EHR DocumentationPayers and providers need efficient administrative services for profitability. The number of claims slowed by lack of/incomplete/poor EHR documentation became crystal clear in recent reports.

Researchers at University of California San Francisco took a look at thousands of progress notes, written by nearly 500 clinicians over eight months in UCSF Medical Center’s inpatient Epic EHR.

“More than 80 percent of the notes were imported or copied from elsewhere.” “…copying or importing text increases the risk of including outdated, inaccurate, or unnecessary information, which can undermine the utility of notes and lead to a clinical error.” JAMA Intern Med. Published online May 30, 2017. doi:10.1001/jamainternmed.2017.1548

“More than 80 percent of the notes were imported or copied from elsewhere.” – JAMA Intern Med. Published online May 30, 2017

EHR Documentation Study

The National Institute of Standards and Technology (NIST) recently published findings from an EHR usability study of copying and pasting clinical documentation.

“‘Copy and paste’ functionality is intended to allow medical practitioners to easily and efficiently reuse information in patient EHRs without having to retype the information,” the authors write. “However, in practice, current implementation of this functionality has introduced overwhelming and unintended safety-related issues into the clinical environment.”

Cassandra Andrews Jackson, compliance officer and HIPAA privacy officer for SBH Health System in New York City, on an HCCA webinar said when entries are copied and pasted without being edited, this doesn’t meet medical-necessity requirements for Medicare coverage because documentation isn’t specific enough to the patient and his or her experience (RMC 3/25/13, p. 1). “It will lead to denial of services and recoupment,” she said.

United States Department of Health and Human Services Office of Inspector General (HHS-OIG) identifies “illegitimate use of cut-and- paste record cloning” as a problem.

HHS-OIG’s 2016 Compendium of Unimplemented Recommendations found that only about one-fourth of hospitals had policies governing the use of the copy-paste function in EHR software. Defaulting or copying and pasting clinical information from different health care records of the same patient facilitates billing at a higher level of service than was actually provided.  For example, in a summary of one company’s recent self-disclosure settlement, HHS-OIG said the EHR contained cloned patient progress notes and that they upcoded several services.

The most common is copying information from a previous encounter and pasting it as current documentation. Other names for Copy/Paste are ‘cloning’ and ‘carrying forward’. Some EHR systems are designed to facilitate cloning with such popular features as

  • “make me the author”
    • to assume the content of another person’s entry,
  • “demo recall”
    • to copy forward vital signs,
  • “copy and paste”
    • to replicate information from a previous visit,
  • “smart phrases”
    • a function that pulls in specific identical data elements.
  • Automated insertion of previous or outdated information through EHR tools, when not modified to be patient-specific and pertinent to the visit, may raise significant quality of care and compliance concerns—creating a potential for medical liability issues.
  • Cloning Risks include:
    • Vital signs that never change from visit to visit
    • Information “copied and pasted” from a different patient’s record
    • Documentation from another provider including their attestation statement
    • Identical verbiage used repeatedly for all patients seen by a provider for a specific timeframe with little or no modification regardless of the nature of the presenting problem or intensity of the service; at times, such verbiage includes contradictory indications (i.e., use of pronoun “he” instead of “she,” indication that patient has no pain when the documentation includes a record of pain)
    • Providers must recognize that every patient is unique and must ensure that the health service provided is documented distinctly from all others.
================================
Tasks to perform -
• A. Reproduce word for word the passage of the text on EHR documentation starting at "Cassandra Andrews Jackson, compliance" and ending at "as a problem.".
• B. For each statement, answer yes or no according to the text on EHR documentation and quote the words from it that decide the answer: (i) the UCSF researchers examined notes written by nearly 500 clinicians over eight months; (ii) HHS-OIG's 2016 Compendium found that about half of hospitals had policies on copy-paste; (iii) the "demo recall" feature is used to copy forward vital signs.

Given entries -
================================
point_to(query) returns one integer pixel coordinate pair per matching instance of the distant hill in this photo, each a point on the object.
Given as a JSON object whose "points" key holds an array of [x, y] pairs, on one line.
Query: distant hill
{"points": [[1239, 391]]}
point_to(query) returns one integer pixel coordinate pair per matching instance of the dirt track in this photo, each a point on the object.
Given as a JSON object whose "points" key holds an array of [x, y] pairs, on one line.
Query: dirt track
================================
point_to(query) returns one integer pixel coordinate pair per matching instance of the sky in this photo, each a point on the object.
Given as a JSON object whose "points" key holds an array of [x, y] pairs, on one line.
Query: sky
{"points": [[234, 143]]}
================================
Task-by-task solutions -
• A.
Cassandra Andrews Jackson, compliance officer and HIPAA privacy officer for SBH Health System in New York City, on an HCCA webinar said when entries are copied and pasted without being edited, this doesn’t meet medical-necessity requirements for Medicare coverage because documentation isn’t specific enough to the patient and his or her experience (RMC 3/25/13, p. 1). “It will lead to denial of services and recoupment,” she said.

United States Department of Health and Human Services Office of Inspector General (HHS-OIG) identifies “illegitimate use of cut-and- paste record cloning” as a problem.

• B.
(i) Yes: "written by nearly 500 clinicians over eight months"
(ii) No: "only about one-fourth of hospitals had policies governing the use of the copy-paste function in EHR software"
(iii) Yes: "to copy forward vital signs"